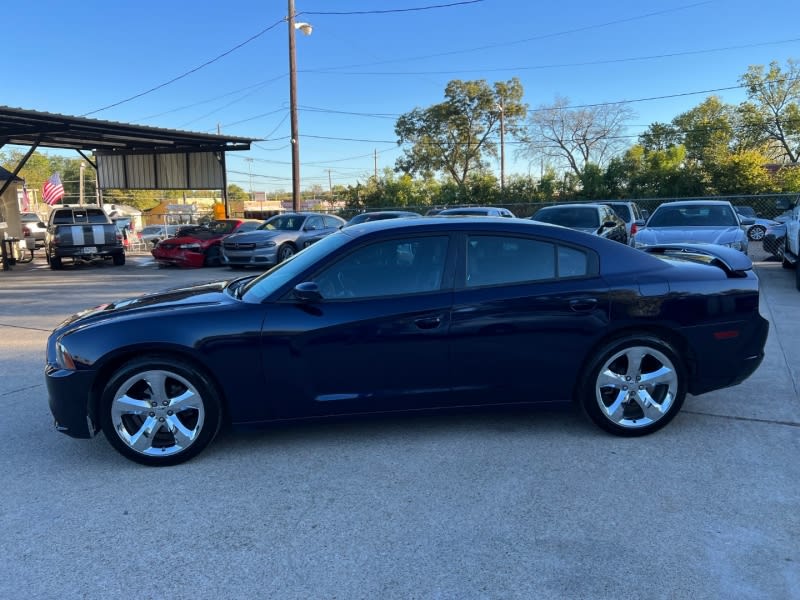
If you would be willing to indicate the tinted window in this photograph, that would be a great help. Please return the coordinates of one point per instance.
(699, 215)
(285, 222)
(332, 222)
(313, 223)
(570, 216)
(493, 260)
(387, 268)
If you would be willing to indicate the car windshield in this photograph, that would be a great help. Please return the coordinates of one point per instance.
(701, 215)
(285, 223)
(264, 285)
(573, 216)
(623, 211)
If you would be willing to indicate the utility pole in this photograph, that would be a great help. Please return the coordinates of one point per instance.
(502, 151)
(295, 142)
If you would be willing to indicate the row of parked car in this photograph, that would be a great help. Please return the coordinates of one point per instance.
(240, 243)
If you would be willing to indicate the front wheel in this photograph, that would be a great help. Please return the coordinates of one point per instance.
(159, 412)
(634, 386)
(756, 233)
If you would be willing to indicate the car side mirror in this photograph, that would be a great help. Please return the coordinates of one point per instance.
(308, 291)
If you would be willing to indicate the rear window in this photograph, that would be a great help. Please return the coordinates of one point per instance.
(623, 211)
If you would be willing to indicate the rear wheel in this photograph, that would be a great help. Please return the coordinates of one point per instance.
(634, 386)
(158, 411)
(756, 232)
(213, 258)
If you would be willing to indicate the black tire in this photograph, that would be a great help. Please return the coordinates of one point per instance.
(167, 384)
(286, 251)
(618, 402)
(213, 257)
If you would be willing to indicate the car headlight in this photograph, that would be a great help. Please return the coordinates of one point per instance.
(64, 359)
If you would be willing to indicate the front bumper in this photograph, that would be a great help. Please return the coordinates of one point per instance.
(69, 395)
(181, 258)
(261, 257)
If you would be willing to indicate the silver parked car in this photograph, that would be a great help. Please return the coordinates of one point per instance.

========

PROBLEM REQUIREMENTS> Copy out the stretch from the line containing "If you would be willing to indicate the rear wheel" through the end of the rows, keeping each request, and increase every coordinate value in the points by 95.

RIGHT ANSWER>
If you would be willing to indicate the rear wheel in this photograph, that would be a great help. Please return the coordinates of one point per instance.
(729, 481)
(253, 506)
(851, 327)
(308, 353)
If you would be willing to indicate the black tire in this photograph, that would be a great help. Please return the coordinates of one point per instance.
(262, 479)
(381, 346)
(713, 497)
(308, 352)
If you would be willing to indicate the car headlight in this photograph, that would be a great help. Please return the coordinates of one point per instance.
(159, 454)
If you would be willing to indicate the front bumper in this photograph, that would be a great help. Please return the coordinates of one point per instance.
(164, 490)
(276, 353)
(356, 352)
If you would be willing to indicate the silver parked car in this photograph, that would be a great help. Please return the coordinates of one point per instance.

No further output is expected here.